## Data for this task
┄┄┄┄┄┄┄┄┄┄┄┄┄┄┄┄┄┄┄┄

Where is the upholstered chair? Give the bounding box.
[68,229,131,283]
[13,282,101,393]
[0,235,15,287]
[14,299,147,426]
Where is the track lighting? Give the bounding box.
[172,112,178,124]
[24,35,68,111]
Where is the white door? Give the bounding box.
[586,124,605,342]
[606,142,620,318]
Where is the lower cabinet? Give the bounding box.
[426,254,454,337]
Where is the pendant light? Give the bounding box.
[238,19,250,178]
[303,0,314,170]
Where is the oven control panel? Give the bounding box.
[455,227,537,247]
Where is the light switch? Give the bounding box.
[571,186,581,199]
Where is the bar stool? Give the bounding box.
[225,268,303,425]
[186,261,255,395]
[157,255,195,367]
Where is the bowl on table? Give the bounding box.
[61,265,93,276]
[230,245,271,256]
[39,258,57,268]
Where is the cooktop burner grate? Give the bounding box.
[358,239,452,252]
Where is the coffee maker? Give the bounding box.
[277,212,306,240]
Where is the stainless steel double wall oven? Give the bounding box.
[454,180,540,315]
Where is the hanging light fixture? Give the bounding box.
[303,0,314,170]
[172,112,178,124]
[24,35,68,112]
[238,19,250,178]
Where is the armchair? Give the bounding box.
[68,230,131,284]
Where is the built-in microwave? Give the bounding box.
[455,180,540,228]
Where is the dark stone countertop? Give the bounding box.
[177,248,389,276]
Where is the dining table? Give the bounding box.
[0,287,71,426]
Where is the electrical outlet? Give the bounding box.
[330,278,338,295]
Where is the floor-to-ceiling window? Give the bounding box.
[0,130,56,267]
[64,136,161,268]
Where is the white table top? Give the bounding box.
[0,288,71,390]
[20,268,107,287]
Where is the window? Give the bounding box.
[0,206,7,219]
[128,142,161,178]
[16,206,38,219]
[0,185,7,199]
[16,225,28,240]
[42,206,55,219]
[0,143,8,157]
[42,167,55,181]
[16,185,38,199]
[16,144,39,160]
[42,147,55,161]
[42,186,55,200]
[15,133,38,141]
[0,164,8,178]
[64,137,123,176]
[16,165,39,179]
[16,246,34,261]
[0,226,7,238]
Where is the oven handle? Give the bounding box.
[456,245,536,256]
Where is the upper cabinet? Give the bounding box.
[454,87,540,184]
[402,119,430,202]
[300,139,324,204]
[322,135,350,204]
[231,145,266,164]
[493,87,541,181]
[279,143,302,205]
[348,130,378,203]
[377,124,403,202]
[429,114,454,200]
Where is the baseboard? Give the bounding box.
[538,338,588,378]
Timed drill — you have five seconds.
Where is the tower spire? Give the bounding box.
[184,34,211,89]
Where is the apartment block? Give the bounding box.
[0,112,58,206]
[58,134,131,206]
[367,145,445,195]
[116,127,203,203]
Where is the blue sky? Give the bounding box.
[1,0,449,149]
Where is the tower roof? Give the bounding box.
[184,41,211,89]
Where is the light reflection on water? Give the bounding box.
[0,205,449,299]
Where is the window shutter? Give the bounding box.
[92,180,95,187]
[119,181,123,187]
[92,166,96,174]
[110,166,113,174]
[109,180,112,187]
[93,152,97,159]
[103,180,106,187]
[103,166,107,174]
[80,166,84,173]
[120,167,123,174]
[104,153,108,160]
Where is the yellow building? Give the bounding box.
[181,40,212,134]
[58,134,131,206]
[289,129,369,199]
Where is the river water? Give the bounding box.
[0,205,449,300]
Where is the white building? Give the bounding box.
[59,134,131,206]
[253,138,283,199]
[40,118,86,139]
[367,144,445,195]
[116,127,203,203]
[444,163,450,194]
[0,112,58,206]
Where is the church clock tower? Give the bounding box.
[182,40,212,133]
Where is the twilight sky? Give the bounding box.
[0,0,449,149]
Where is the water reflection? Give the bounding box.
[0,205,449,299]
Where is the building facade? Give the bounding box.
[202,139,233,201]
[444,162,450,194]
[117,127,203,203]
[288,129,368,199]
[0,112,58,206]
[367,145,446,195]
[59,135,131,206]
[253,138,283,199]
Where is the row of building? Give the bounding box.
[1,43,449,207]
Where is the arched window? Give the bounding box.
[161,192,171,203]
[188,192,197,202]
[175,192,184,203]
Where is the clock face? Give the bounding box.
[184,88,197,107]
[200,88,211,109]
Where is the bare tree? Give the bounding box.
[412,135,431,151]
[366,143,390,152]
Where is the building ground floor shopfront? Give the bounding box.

┄┄┄┄┄┄┄┄┄┄┄┄┄┄┄┄┄┄┄┄

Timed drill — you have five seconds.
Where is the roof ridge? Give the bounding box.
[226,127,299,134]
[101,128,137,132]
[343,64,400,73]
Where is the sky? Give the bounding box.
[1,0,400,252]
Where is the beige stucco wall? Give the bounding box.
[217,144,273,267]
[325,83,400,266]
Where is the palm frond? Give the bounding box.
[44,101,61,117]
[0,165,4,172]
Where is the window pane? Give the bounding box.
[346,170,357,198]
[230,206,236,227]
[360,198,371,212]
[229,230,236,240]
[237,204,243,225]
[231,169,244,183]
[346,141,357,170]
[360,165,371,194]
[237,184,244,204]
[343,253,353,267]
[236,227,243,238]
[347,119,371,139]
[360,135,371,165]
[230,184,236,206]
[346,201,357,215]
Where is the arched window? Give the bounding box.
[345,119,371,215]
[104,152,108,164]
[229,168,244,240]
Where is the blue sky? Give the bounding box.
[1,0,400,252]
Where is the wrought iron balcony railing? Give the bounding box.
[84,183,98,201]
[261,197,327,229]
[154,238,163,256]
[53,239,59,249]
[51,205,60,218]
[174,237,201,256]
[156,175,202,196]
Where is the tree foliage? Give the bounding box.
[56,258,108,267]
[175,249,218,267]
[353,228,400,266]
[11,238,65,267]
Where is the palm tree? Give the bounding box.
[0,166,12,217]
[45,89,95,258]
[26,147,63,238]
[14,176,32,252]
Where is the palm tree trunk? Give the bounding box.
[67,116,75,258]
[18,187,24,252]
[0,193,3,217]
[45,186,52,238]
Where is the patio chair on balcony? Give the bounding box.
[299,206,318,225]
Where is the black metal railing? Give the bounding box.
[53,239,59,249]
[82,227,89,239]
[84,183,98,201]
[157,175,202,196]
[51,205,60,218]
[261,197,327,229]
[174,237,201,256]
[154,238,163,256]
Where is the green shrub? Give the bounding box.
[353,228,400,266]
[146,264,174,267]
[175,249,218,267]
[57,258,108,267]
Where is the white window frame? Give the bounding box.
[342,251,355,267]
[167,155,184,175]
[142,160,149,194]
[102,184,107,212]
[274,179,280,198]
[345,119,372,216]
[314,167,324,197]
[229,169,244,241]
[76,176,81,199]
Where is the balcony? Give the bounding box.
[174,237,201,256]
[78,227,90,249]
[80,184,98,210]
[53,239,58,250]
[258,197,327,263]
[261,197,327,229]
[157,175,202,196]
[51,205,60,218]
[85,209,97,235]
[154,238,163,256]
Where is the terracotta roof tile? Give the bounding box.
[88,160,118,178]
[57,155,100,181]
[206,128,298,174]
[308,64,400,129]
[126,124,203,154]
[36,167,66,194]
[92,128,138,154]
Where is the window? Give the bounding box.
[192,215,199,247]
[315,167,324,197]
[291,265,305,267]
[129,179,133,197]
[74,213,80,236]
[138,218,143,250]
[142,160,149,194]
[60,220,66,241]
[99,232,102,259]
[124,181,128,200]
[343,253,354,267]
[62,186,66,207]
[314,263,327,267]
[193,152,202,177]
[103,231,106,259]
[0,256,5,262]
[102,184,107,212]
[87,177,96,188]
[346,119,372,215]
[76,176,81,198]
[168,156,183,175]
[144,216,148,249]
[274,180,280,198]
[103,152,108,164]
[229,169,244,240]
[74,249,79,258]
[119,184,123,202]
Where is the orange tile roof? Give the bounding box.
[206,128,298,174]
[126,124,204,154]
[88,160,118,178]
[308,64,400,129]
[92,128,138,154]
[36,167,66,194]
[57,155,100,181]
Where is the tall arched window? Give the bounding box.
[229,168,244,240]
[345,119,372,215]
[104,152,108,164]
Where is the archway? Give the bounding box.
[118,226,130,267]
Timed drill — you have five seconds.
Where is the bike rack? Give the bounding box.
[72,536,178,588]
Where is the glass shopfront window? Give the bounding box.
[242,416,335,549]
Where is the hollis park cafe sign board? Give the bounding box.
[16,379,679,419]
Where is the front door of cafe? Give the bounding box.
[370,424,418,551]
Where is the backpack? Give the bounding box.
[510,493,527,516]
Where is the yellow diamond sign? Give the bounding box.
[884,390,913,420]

┄┄┄┄┄┄┄┄┄┄┄┄┄┄┄┄┄┄┄┄

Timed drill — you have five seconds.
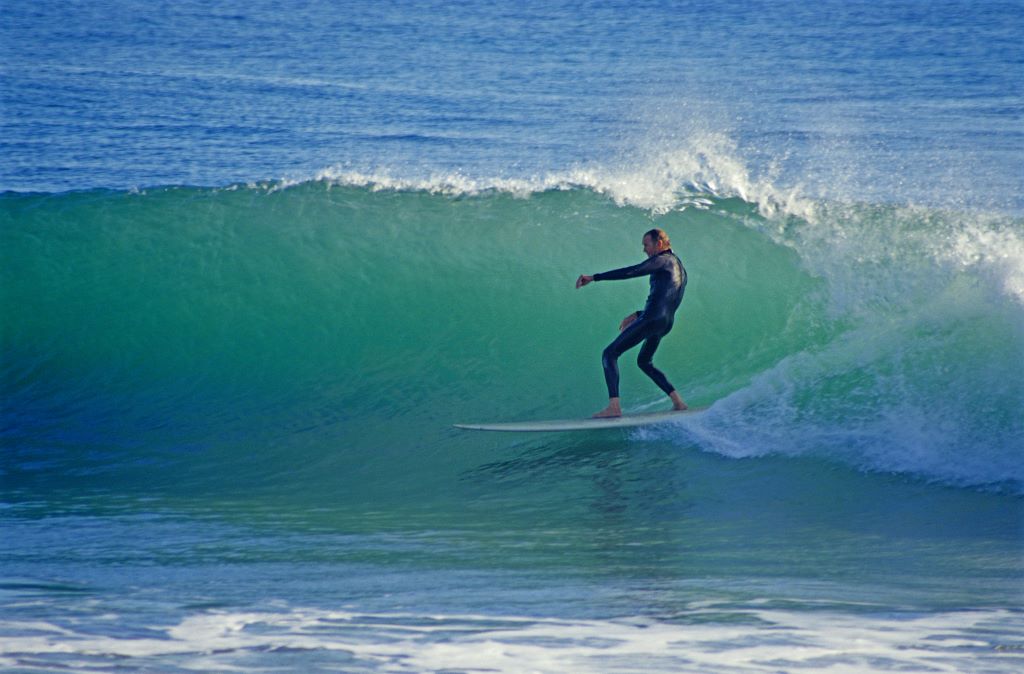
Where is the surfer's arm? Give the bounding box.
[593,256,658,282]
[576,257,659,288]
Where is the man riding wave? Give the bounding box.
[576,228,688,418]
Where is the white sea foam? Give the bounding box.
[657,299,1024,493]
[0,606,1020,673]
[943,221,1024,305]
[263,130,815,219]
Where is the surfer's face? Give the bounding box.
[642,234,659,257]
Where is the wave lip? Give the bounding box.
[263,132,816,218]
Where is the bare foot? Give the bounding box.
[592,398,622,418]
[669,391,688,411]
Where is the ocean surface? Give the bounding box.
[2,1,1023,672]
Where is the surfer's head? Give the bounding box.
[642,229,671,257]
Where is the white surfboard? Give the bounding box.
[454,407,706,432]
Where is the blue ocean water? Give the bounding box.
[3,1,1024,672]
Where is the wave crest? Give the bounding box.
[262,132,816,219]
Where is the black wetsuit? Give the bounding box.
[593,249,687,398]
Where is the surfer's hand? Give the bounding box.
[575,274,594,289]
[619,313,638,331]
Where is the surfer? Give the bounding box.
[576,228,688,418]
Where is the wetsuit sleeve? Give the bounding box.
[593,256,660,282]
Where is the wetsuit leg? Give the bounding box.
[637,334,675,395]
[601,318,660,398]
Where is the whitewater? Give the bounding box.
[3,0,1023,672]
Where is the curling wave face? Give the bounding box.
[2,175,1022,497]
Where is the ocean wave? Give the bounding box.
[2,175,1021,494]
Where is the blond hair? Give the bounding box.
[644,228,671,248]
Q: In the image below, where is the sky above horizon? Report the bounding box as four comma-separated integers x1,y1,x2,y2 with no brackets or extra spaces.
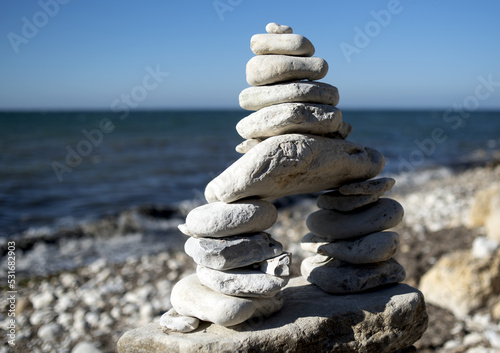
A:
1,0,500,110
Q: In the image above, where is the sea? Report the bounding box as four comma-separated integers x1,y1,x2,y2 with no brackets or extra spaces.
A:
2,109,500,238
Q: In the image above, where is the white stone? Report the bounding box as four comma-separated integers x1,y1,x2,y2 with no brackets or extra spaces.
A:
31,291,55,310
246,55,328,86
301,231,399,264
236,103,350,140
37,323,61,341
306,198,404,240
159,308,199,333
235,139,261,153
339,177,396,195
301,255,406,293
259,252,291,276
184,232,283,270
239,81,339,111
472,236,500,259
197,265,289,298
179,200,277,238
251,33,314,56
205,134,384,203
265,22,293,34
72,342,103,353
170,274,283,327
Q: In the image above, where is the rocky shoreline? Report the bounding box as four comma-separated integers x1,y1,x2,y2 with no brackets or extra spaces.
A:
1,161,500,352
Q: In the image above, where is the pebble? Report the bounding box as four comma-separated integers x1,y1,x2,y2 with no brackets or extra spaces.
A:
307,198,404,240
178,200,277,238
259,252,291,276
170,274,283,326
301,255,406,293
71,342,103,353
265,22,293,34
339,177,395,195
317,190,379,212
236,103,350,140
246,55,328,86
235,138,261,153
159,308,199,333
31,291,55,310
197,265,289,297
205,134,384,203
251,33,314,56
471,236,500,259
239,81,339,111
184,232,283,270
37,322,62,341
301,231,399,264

┄┄┄┄┄┄┄┄┄┄┄┄┄┄┄┄┄┄┄┄

## Description of the task
Reproduce, word for word and in full, only the lines above that start at the line with "Where is the window shutter?" and run through the line with "Where is the building ground", both ends included.

## Reply
Where is the window shutter? Give the bounding box.
[92,180,95,187]
[119,181,123,187]
[92,166,96,174]
[110,166,113,174]
[109,180,112,187]
[93,152,97,159]
[103,180,106,187]
[103,166,107,174]
[80,166,84,173]
[120,167,123,174]
[104,153,108,160]
Where is the yellow building? Give the bounding box.
[181,40,212,134]
[58,134,131,206]
[289,129,369,199]
Where is the river water? Give the bounding box.
[0,205,449,300]
Where is the white building? Give the bounding box.
[59,134,131,206]
[253,138,283,199]
[40,118,86,139]
[367,144,445,195]
[116,127,203,203]
[444,163,450,194]
[0,112,58,206]
Where is the church clock tower? Give the bounding box.
[182,40,212,133]
Where is the twilight sky? Give the bounding box.
[0,0,449,149]
Where is the water reflection? Give the bounding box.
[0,205,449,299]
Where is the building facade? Give the bounding box.
[202,139,233,201]
[444,162,450,194]
[117,127,203,203]
[288,129,368,199]
[0,112,58,206]
[367,145,446,195]
[59,135,131,206]
[253,138,283,199]
Where is the row of building? Give the bounding box.
[1,43,449,207]
Where is the arched window? Give the bounding box.
[161,192,171,203]
[188,192,197,202]
[175,192,184,203]
Where is the clock face? Give the bounding box.
[184,88,197,107]
[200,88,211,109]
Where is the bare tree? Give the bounding box.
[412,135,431,151]
[366,143,390,152]
Where is the building ground floor shopfront? Give the bounding box.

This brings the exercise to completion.